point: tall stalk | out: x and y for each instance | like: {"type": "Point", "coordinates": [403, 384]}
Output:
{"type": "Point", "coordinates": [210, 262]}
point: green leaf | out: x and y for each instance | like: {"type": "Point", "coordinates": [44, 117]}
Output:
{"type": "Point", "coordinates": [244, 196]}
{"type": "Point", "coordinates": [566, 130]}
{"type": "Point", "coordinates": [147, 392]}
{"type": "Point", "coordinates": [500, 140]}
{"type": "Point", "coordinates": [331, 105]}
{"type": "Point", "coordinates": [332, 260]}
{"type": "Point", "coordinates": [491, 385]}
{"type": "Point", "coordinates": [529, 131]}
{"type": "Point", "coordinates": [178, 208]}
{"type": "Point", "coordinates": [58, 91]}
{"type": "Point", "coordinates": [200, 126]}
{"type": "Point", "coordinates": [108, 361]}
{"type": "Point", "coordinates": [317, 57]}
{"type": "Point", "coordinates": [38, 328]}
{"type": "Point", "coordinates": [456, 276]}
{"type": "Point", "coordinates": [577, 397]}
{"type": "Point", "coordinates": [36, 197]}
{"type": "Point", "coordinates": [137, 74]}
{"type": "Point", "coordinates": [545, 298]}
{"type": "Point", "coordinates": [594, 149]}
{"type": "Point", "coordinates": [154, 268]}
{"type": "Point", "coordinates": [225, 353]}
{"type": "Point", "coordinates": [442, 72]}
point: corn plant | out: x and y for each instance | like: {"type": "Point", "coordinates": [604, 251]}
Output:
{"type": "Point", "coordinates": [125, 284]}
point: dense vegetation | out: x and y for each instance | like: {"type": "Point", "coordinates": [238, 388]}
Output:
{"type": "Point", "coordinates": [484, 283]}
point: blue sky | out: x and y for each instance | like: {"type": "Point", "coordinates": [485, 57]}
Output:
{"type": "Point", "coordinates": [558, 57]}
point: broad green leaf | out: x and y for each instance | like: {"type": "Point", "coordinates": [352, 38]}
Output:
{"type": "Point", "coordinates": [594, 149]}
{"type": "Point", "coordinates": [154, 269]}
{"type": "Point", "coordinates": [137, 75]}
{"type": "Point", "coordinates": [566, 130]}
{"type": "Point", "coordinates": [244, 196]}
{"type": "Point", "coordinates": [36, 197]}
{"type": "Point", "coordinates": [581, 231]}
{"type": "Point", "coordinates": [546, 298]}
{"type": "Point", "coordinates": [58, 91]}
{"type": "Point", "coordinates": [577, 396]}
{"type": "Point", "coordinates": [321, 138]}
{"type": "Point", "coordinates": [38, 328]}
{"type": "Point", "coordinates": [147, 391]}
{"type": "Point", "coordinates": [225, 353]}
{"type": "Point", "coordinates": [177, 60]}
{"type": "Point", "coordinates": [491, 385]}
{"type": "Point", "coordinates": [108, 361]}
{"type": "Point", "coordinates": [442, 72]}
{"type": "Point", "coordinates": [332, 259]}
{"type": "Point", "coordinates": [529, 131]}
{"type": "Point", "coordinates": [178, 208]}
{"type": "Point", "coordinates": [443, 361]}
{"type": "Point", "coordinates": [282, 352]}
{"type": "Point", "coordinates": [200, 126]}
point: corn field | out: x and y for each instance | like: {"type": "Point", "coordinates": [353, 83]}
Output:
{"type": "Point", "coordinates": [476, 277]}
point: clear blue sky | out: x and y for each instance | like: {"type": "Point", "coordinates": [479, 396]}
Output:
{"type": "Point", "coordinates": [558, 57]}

────────

▶ _AIM OF THE EXERCISE_
Restate word for word the entries above from the line with "point: corn plant" through the line with "point: broad green", inclusive, leaving out everything else.

▶ _EXERCISE ANSWER_
point: corn plant | out: x and y for each instance | like: {"type": "Point", "coordinates": [604, 251]}
Output:
{"type": "Point", "coordinates": [125, 284]}
point: dense vegetation | out: x and y for each instance | like: {"type": "Point", "coordinates": [238, 388]}
Output:
{"type": "Point", "coordinates": [484, 283]}
point: blue sky | out: x and y for each instance | like: {"type": "Point", "coordinates": [485, 57]}
Output:
{"type": "Point", "coordinates": [558, 57]}
point: broad green leaf | out: x and y for each instance | like: {"type": "Point", "coordinates": [352, 38]}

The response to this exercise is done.